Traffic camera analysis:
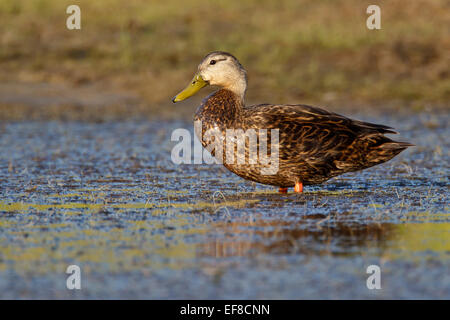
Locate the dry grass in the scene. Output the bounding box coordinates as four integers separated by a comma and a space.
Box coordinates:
0, 0, 450, 118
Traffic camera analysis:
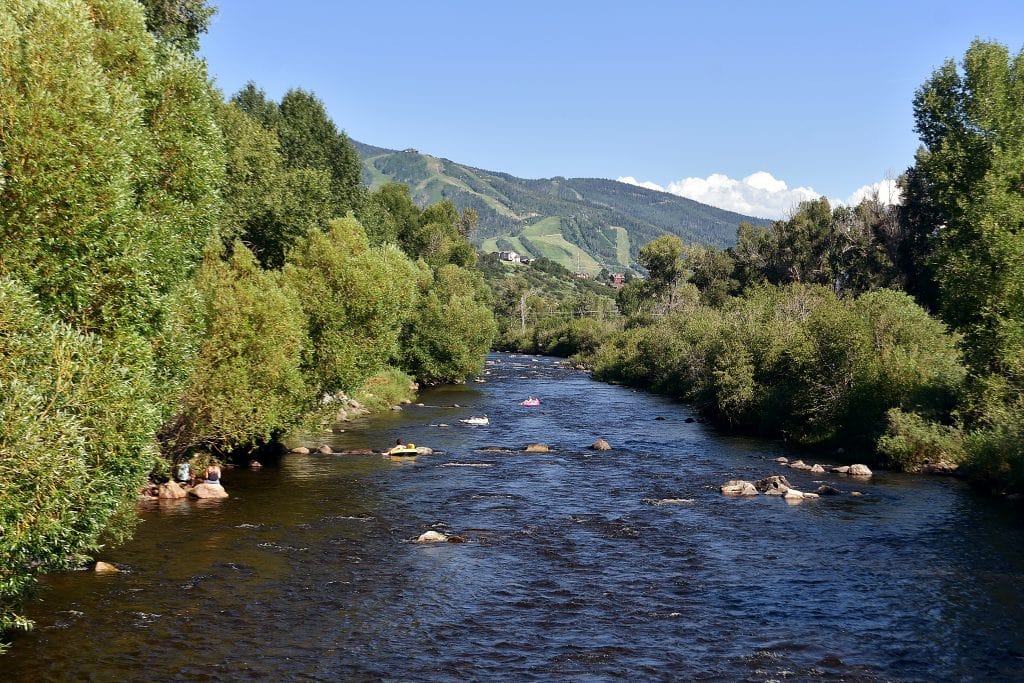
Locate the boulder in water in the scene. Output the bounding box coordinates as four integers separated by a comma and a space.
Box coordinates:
754, 475, 793, 496
157, 481, 188, 500
188, 483, 227, 499
721, 479, 758, 496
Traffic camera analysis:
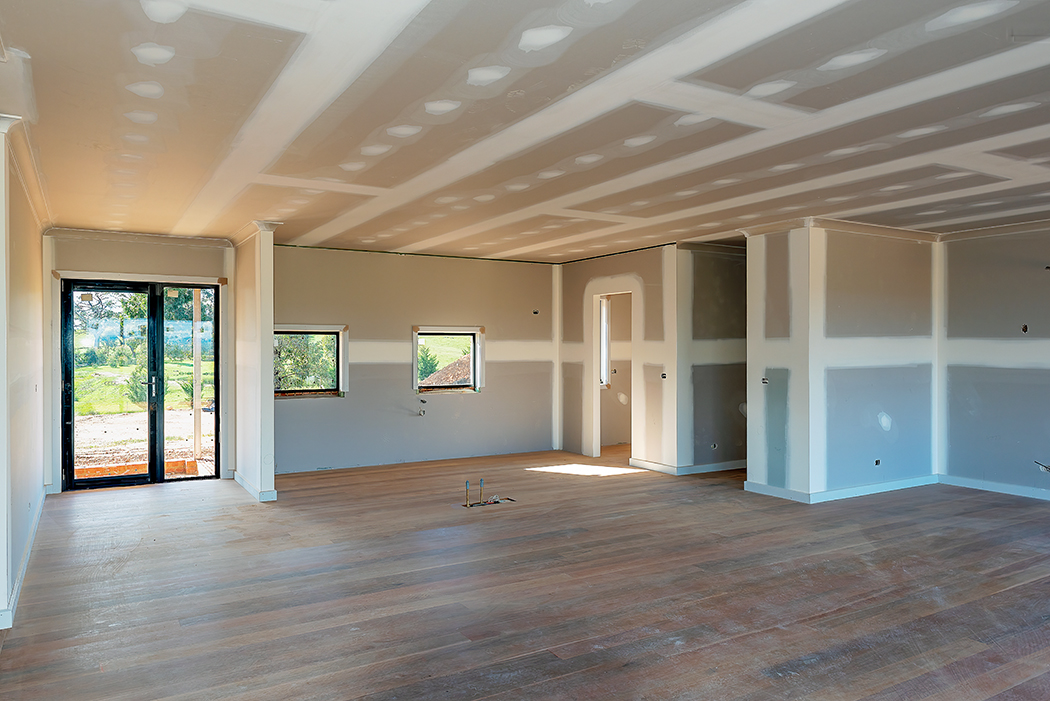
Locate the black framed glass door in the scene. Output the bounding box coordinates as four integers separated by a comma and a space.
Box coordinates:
62, 280, 219, 489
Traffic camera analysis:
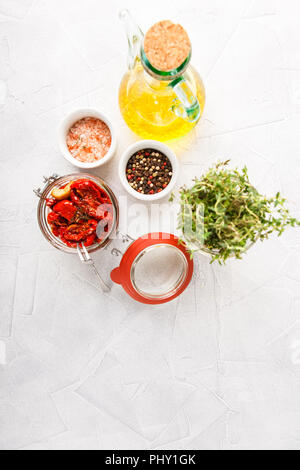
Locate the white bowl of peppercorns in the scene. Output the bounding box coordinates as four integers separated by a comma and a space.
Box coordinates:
119, 140, 178, 201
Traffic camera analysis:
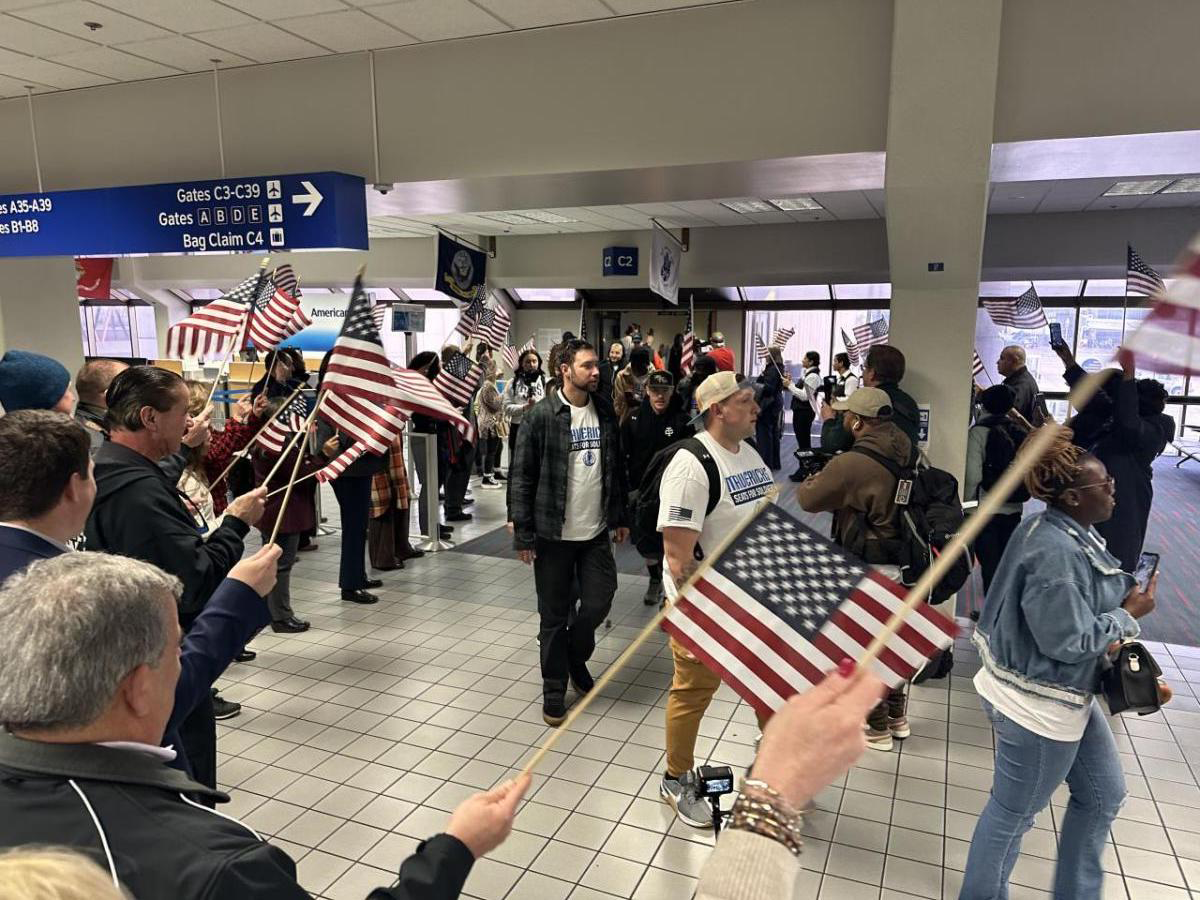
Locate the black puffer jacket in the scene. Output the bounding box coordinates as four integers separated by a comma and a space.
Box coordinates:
0, 733, 474, 900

***

Please rewrite the material, beginning at its first line and stopping after the line that contains "119, 140, 178, 201", with "Traffic camera analysis" renamed to "Road camera review" and everything else left unchanged. Leave out the picture lines.

| The output |
Road camera review:
Locate the dry grass in the scene. Output the bounding box coordinates as four integers separated by a comma and a space.
Box coordinates:
0, 0, 450, 118
Road camera review:
Locate the boulder in water in the scene. Output the bounding box coordinates as four integers separated by a comma and a space.
Box coordinates:
754, 475, 793, 496
157, 481, 188, 500
188, 483, 227, 499
721, 479, 758, 496
Road camera review:
Locate the black framed glass door in the scene. Output the bounding box coordinates as four integers separated by a comma and a space.
Box coordinates:
62, 280, 219, 489
Road camera review:
Locate the white bowl of peppercorns in the scene. Output the bounding box coordinates as four integers separated by a comma and a space.
Box coordinates:
119, 140, 178, 201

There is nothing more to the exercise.